Print every entry below verbatim, leaving the pictures out.
==========
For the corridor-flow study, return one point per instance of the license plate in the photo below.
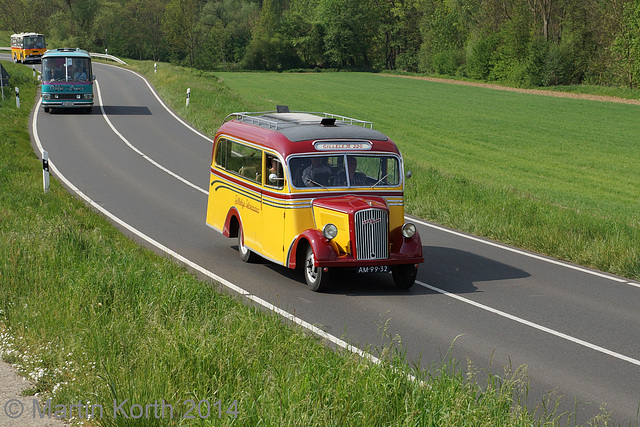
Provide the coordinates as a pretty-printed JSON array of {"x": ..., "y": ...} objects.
[{"x": 374, "y": 269}]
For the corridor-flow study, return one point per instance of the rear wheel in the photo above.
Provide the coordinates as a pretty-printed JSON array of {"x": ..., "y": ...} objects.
[
  {"x": 404, "y": 276},
  {"x": 245, "y": 253},
  {"x": 315, "y": 277}
]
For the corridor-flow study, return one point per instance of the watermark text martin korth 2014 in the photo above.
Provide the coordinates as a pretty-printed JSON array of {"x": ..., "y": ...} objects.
[{"x": 125, "y": 409}]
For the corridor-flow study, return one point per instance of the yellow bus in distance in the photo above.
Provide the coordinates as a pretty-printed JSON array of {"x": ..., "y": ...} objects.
[
  {"x": 27, "y": 47},
  {"x": 315, "y": 191}
]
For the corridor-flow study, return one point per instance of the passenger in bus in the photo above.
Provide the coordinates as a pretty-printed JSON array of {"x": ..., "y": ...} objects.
[
  {"x": 356, "y": 178},
  {"x": 274, "y": 167},
  {"x": 79, "y": 74},
  {"x": 315, "y": 173}
]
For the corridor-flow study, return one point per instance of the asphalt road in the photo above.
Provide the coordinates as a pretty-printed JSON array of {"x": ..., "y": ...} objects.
[{"x": 576, "y": 330}]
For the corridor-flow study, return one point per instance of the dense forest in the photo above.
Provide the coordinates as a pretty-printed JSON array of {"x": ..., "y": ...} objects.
[{"x": 520, "y": 42}]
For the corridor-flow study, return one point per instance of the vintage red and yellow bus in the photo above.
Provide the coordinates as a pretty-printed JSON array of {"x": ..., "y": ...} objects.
[
  {"x": 27, "y": 47},
  {"x": 315, "y": 191}
]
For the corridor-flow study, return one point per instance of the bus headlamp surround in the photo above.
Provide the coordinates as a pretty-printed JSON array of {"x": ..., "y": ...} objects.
[
  {"x": 330, "y": 231},
  {"x": 408, "y": 230}
]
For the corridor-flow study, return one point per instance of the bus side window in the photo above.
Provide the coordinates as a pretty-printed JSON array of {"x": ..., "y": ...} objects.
[
  {"x": 221, "y": 153},
  {"x": 273, "y": 166},
  {"x": 245, "y": 161}
]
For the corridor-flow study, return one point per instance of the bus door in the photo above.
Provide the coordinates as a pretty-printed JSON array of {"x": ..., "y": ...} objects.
[{"x": 274, "y": 209}]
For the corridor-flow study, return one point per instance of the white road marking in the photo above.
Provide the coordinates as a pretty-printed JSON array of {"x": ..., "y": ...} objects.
[
  {"x": 331, "y": 338},
  {"x": 144, "y": 156},
  {"x": 335, "y": 340},
  {"x": 524, "y": 253},
  {"x": 532, "y": 325}
]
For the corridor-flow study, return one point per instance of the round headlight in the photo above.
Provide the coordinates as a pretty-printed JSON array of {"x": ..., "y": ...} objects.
[
  {"x": 408, "y": 230},
  {"x": 330, "y": 231}
]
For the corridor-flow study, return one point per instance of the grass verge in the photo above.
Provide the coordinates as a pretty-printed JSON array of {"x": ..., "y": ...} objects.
[{"x": 106, "y": 328}]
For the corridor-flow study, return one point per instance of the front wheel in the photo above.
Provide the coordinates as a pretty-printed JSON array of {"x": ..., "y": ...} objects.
[
  {"x": 404, "y": 276},
  {"x": 315, "y": 277}
]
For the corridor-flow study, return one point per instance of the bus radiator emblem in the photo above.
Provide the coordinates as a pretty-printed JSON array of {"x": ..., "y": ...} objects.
[{"x": 371, "y": 221}]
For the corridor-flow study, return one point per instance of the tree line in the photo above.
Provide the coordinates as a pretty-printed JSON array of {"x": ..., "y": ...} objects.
[{"x": 521, "y": 42}]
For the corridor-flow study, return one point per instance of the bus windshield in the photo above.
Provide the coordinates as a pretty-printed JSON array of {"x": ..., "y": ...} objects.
[
  {"x": 330, "y": 171},
  {"x": 34, "y": 42},
  {"x": 65, "y": 69}
]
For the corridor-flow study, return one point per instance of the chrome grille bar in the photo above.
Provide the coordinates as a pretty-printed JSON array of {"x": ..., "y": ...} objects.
[{"x": 372, "y": 234}]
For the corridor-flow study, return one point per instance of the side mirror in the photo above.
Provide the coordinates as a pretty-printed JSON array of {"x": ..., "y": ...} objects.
[{"x": 274, "y": 178}]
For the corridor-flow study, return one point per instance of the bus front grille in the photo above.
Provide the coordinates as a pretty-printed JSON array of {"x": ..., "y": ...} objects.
[
  {"x": 66, "y": 96},
  {"x": 372, "y": 234}
]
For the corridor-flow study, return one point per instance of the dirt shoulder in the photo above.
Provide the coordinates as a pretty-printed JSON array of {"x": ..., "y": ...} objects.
[{"x": 529, "y": 91}]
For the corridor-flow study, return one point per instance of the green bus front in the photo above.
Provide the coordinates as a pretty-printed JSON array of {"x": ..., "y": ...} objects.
[{"x": 67, "y": 80}]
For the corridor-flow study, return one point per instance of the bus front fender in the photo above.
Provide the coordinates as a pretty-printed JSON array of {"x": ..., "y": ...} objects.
[{"x": 322, "y": 249}]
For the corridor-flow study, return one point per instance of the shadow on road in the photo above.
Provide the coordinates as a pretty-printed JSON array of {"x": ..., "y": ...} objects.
[
  {"x": 458, "y": 271},
  {"x": 116, "y": 110}
]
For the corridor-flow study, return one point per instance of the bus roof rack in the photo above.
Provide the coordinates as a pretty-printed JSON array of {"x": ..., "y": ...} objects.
[{"x": 283, "y": 118}]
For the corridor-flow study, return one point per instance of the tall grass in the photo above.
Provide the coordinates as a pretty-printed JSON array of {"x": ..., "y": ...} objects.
[{"x": 92, "y": 319}]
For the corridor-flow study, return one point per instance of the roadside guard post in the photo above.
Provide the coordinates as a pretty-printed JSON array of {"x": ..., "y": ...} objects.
[
  {"x": 45, "y": 171},
  {"x": 4, "y": 79}
]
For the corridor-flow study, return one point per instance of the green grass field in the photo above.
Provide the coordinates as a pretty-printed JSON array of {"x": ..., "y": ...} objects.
[
  {"x": 91, "y": 318},
  {"x": 549, "y": 174}
]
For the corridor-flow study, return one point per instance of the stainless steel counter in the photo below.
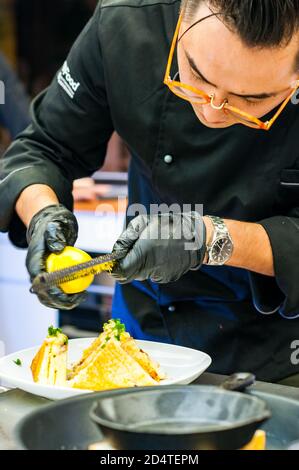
==========
◆ **TASK SOLUTION**:
For the corridor-flow study, return one point per instance of the license plate in the photo below.
Provide the coordinates as a pretty-printed JSON array of {"x": ..., "y": ...} objects.
[{"x": 374, "y": 269}]
For the corridor-flow study, return one point per instance of the rear wheel in the photo above.
Provide the coordinates as a pretty-printed JSON array of {"x": ..., "y": ...} objects.
[
  {"x": 404, "y": 276},
  {"x": 245, "y": 253},
  {"x": 315, "y": 277}
]
For the corridor-flow study, return one point per instance of the watermark text martin korth 2014 in the photo above.
Provide the coordinates as a pretty-printed JSON array of {"x": ..., "y": ...} objects.
[{"x": 125, "y": 409}]
For the corridor-flow study, return one point per instance of the yellow bus in distance in the photo above.
Provide the coordinates as a pretty-printed JSON array of {"x": ..., "y": ...} objects.
[
  {"x": 27, "y": 47},
  {"x": 315, "y": 191}
]
For the corridor-flow study, return one point per instance of the passenger in bus in the photo above.
Provide the coordinates as a pretty-printed JSON array of {"x": ..., "y": ...} objects.
[
  {"x": 356, "y": 178},
  {"x": 274, "y": 167},
  {"x": 79, "y": 74},
  {"x": 315, "y": 173}
]
For the corridor-flow study, return one point per instance of the asphalt road in the photo above.
Provide the coordinates as a pretty-printed JSON array of {"x": ..., "y": ...} objects.
[{"x": 576, "y": 330}]
For the corridor-flow study, return one point per instance of the dense forest in the photo above.
Provide the coordinates as a pretty-printed JSON array of {"x": ..., "y": ...} objects.
[{"x": 520, "y": 42}]
For the corridor-flow study, return one point per instance of the vintage red and yellow bus in the photo above.
Provide the coordinates as a pretty-printed JSON array of {"x": ..., "y": ...} objects.
[
  {"x": 27, "y": 47},
  {"x": 315, "y": 191}
]
For the corridor-flow study, return one point per instance of the bus headlamp surround in the photo above.
Provide the coordinates as a pretty-printed JSON array of {"x": ..., "y": ...} objects.
[
  {"x": 330, "y": 231},
  {"x": 408, "y": 230}
]
For the corridor-flow study, return one point per instance of the bus side window in the photo above.
Provide the coordinates as a pretty-printed JSON array of {"x": ..., "y": ...} objects.
[
  {"x": 221, "y": 153},
  {"x": 273, "y": 166},
  {"x": 245, "y": 161}
]
For the corridor-flow study, return one point per instance of the bus door in the photo above.
Provide the coordinates as a pretty-printed JSON array of {"x": ..., "y": ...} objects.
[{"x": 274, "y": 209}]
For the corridor-flow study, return one point per instance of the white road marking in the photo above.
Provide the coordinates as a pretty-printed JSON array of {"x": ..., "y": ...} objects.
[
  {"x": 331, "y": 338},
  {"x": 144, "y": 156},
  {"x": 335, "y": 340},
  {"x": 524, "y": 253},
  {"x": 532, "y": 325}
]
For the corridor-flow study, return one point per instance of the round headlight in the photo above.
Provide the coordinates as a pretty-printed JSON array of {"x": ..., "y": ...} objects.
[
  {"x": 408, "y": 230},
  {"x": 330, "y": 231}
]
For the corridor-flow study, return one point per instance of the grass verge in the photo above.
Provide the coordinates as a pretty-printed JSON array of {"x": ..., "y": ...} objects.
[{"x": 106, "y": 328}]
For the corridor-flow study, return one point per instance of the front wheel in the photo above.
Provide the coordinates as a pretty-printed JSON array of {"x": ..., "y": ...} objects.
[
  {"x": 404, "y": 276},
  {"x": 315, "y": 277}
]
For the corridor-flow study, return one point per instance of the bus radiator emblem in the photo above.
Provide the coordinates as a pretty-printed JSON array of {"x": ..., "y": ...} objects.
[{"x": 371, "y": 221}]
For the corridor-flow study, return one point per instance of the tree line in the photo above.
Provide the coordinates as a pretty-printed JSON array of {"x": ..., "y": ...} objects.
[{"x": 521, "y": 42}]
For the corridor-flow study, return one point per instance of the bus windshield in the photo above.
Provide the coordinates as a pretty-printed JSON array of {"x": ..., "y": ...} objects.
[
  {"x": 330, "y": 171},
  {"x": 34, "y": 42},
  {"x": 65, "y": 69}
]
For the corridor-flow study, return one point per instance of the chrome grille bar in the photo above.
Provide the coordinates as a pretty-printed JSON array of {"x": ..., "y": ...} objects.
[{"x": 372, "y": 234}]
For the corridor-flow study, return one point per instance of the side mirror in the photo above.
Provide the coordinates as a pretty-printed JSON array of {"x": ..., "y": ...} objects.
[{"x": 274, "y": 178}]
For the corridor-flow study, return one point per instance of the bus front grille in the photo above.
Provide the coordinates as a pretty-printed JSON array of {"x": ..., "y": ...} objects.
[
  {"x": 66, "y": 96},
  {"x": 372, "y": 234}
]
For the corridor-flow study, return one point per instance of the dirt shoulder in the photo above.
Provide the coordinates as a pretty-printed JSON array of {"x": ..., "y": ...} objects.
[{"x": 529, "y": 91}]
For the corridor-flow study, return one point per instance of the green bus front in the photo above.
Provide the coordinates as a pretty-printed JSON array of {"x": ..., "y": ...} objects.
[{"x": 67, "y": 80}]
For the corridor-flow study, return one point per instance of the bus front fender in the photo above.
Provide the coordinates as a pretty-printed JSON array of {"x": ..., "y": ...} objects.
[{"x": 322, "y": 249}]
For the corridor-flow study, return one point per instance of the shadow on road in the photo above.
Provide the coordinates as a pretty-printed JSON array of {"x": ..., "y": ...} objects.
[
  {"x": 458, "y": 271},
  {"x": 116, "y": 110}
]
For the corridor-flow study, return one point per instance of the bus roof rack in the photo above.
Provide the coordinates as a pretty-printed JSON array of {"x": ..., "y": ...} objects.
[{"x": 283, "y": 118}]
For the corridor-flow study, return one point per instance of the tall grass in the photo above.
Provide the coordinates as a pretty-printed JSON array of {"x": ..., "y": ...} objects.
[{"x": 92, "y": 319}]
For the corridor-flow study, return one point per instance of the roadside guard post in the photo above.
Provide the coordinates as a pretty-printed JSON array of {"x": ..., "y": ...} objects.
[
  {"x": 45, "y": 171},
  {"x": 4, "y": 79}
]
For the corridor-flow study, return one point per instance of the green grass field in the photo above.
Provide the coordinates as a pretty-printed JSON array of {"x": ..., "y": ...} objects.
[
  {"x": 91, "y": 318},
  {"x": 549, "y": 174}
]
For the corridor-flow study, return one point per instance of the stainless steel counter in the photo below.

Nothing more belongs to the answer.